● SHORT PROBLEM:
Copy out all the items below, changing every "marker" to "dot" and leaving the rest untouched.
***
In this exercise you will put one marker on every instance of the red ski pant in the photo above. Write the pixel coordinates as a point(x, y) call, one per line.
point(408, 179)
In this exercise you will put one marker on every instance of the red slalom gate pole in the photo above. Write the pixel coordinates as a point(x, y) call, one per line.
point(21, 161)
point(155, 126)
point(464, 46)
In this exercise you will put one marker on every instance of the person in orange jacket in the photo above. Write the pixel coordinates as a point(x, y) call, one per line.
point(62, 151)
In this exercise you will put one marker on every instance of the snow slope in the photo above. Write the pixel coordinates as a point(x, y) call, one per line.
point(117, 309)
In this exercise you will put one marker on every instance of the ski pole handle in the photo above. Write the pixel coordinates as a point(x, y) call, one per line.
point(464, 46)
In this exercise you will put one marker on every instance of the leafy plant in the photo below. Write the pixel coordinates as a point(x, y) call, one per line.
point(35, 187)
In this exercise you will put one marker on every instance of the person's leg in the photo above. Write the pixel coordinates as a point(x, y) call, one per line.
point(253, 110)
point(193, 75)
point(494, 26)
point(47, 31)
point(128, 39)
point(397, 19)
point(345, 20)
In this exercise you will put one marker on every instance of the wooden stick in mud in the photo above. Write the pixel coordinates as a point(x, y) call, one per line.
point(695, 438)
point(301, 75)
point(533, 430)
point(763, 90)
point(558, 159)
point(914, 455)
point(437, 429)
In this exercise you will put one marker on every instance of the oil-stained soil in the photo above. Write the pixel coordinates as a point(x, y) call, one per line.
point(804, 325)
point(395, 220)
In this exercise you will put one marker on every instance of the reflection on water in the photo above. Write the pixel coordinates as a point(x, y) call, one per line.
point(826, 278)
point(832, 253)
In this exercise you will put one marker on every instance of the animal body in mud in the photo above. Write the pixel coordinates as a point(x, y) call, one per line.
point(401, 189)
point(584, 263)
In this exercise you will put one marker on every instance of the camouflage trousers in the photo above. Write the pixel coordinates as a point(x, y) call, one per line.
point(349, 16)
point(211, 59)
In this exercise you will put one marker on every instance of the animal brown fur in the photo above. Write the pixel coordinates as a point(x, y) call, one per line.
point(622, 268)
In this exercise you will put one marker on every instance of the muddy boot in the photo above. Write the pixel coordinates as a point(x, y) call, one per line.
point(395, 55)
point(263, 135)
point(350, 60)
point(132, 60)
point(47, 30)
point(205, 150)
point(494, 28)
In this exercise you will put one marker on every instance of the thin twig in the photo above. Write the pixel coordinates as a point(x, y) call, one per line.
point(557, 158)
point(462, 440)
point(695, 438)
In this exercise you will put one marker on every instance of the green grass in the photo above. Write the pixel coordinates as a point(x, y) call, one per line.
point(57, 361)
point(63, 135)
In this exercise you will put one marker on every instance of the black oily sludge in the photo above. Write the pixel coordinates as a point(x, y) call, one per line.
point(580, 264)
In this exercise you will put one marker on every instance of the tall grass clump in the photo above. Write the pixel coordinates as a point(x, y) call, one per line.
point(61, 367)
***
● WORKED SOLUTION:
In this exercise you will put one dot on every instance of the red ski pant in the photo above. Write the pixel coordinates as a point(x, y) call, one per line.
point(408, 179)
In this exercise you will put one dot on every instance of the red slalom gate pole in the photo above. Write the pixel coordinates as a point(x, y) call, one per line.
point(21, 161)
point(155, 126)
point(464, 46)
In this exercise you will put one dot on every instance of the person in orange jacket in the photo above. Write the pixel coordinates as a point(x, y) call, one per line.
point(62, 151)
In this exercise you will put one dot on every instance of the snow slope in the photo above. Write the pixel coordinates as a point(x, y) call, one per line.
point(117, 309)
In this exercise you will put one dot on every instance of the ski pole handle in the photo above. Write the pixel coordinates as a point(x, y) call, one per line.
point(464, 46)
In this exercise you will put one dot on every instance of the leafy plant in the photo below. Write the pixel coordinates as a point(x, y) call, one per line.
point(35, 187)
In this exercise you will put one dot on every instance of the person's leg in the photo above. Write the pixel coordinates as a point(x, y) call, one per line.
point(253, 110)
point(193, 75)
point(494, 26)
point(47, 31)
point(128, 39)
point(397, 19)
point(345, 20)
In this exercise you will put one dot on every instance of the wooden stick in mud in the photo above. Write the pixel coordinates as a point(x, y) call, one per line.
point(695, 438)
point(301, 75)
point(533, 430)
point(763, 90)
point(558, 159)
point(914, 455)
point(437, 429)
In this exercise you will put one dot on every instance of the oil-stained soil in the photo above. Write the pixel coordinates as a point(x, y) call, one per line.
point(804, 325)
point(395, 220)
In this exercise you will put one dot on every instance of the reflection on water in the photo above. Write the pixel coordinates as a point(x, y) call, one per line.
point(826, 278)
point(832, 253)
In this exercise you will put one dot on every instance of the animal body in mud in the photo above. Write the pixel coordinates as a point(x, y) call, one per line.
point(401, 189)
point(584, 263)
In this exercise you will put one dot on every instance of the camouflage trousers in the photo above. Write the pixel coordinates as a point(x, y) call, one per line.
point(349, 16)
point(211, 59)
In this exercise you will put one dot on every instance of the animal brown fur in the photo above. Write the pixel coordinates as a point(x, y) call, one per line.
point(622, 268)
In this exercise you will put one dot on every instance of the muddy boot in the photo above. Write the pixel coordinates as a point(x, y) call, one per line.
point(395, 55)
point(263, 135)
point(350, 60)
point(132, 60)
point(47, 30)
point(205, 150)
point(494, 28)
In this exercise you will put one dot on every instance of the thin twig in the photo above. Write the pixel coordinates as a point(x, y) call, one per line.
point(557, 158)
point(462, 440)
point(695, 438)
In this exercise you will put one dot on every instance of the green grass in the photo above. Write the pixel coordinates as a point(x, y) call, one per line.
point(57, 361)
point(63, 135)
In this exercise you will put one dot on every instance of the black oily sludge in the photo above. Write the pixel coordinates as a point(x, y) call, one per line.
point(580, 264)
In this exercise you will put one dot on every instance of the tall grass clump in the photo above. Write the pixel coordinates as a point(x, y) call, one per line.
point(61, 367)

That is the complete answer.